DIRECTIONS -
Write out unchanged the lines of the items below, from the line containing "Mark the white" through the line containing "[28,208,46,231]", both lines included.

(Bounding-box records)
· · · · ·

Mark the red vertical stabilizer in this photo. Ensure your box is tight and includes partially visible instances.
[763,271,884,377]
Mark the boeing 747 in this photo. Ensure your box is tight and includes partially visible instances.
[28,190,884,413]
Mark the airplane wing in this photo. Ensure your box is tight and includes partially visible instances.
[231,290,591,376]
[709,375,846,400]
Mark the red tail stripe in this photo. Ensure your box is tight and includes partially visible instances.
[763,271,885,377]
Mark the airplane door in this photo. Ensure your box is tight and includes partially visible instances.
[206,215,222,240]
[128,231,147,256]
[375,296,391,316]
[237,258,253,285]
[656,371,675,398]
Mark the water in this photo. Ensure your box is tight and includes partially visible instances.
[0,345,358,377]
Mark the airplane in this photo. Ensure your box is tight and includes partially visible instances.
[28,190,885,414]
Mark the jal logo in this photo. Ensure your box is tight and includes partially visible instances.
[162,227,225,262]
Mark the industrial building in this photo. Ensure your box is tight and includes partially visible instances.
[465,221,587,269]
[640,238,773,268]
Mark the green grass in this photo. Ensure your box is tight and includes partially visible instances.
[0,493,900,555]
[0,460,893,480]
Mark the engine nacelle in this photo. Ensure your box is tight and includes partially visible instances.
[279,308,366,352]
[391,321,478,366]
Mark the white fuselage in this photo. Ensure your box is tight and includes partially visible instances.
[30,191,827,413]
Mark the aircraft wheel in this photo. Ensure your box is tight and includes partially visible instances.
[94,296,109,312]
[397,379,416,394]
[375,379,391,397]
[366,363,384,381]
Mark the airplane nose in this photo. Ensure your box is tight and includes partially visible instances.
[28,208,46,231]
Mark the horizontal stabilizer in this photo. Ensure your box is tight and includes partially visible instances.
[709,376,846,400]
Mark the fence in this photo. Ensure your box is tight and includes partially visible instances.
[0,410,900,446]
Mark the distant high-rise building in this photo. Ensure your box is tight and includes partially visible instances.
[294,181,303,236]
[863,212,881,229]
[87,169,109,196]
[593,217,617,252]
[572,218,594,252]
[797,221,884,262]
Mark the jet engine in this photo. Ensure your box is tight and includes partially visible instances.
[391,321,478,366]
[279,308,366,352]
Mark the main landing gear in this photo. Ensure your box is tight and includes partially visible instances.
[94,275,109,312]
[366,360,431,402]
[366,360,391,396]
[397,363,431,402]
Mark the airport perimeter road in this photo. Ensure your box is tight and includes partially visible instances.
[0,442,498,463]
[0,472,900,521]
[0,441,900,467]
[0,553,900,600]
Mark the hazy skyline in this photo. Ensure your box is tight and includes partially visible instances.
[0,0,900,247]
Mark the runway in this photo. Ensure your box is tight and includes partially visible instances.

· · · · ·

RESPONSE BELOW -
Mark the white fuselage in this photo. Ensure your box is tight and includes partially visible instances.
[30,191,827,413]
Mark the aircraft wheel in this photo. Ensure your box is tight and includes partially visible instances.
[94,296,109,312]
[397,379,416,394]
[375,379,391,397]
[366,363,384,381]
Mark the airplane nose in this photo. Ensure your box is tight and includes partially visible instances.
[28,208,46,231]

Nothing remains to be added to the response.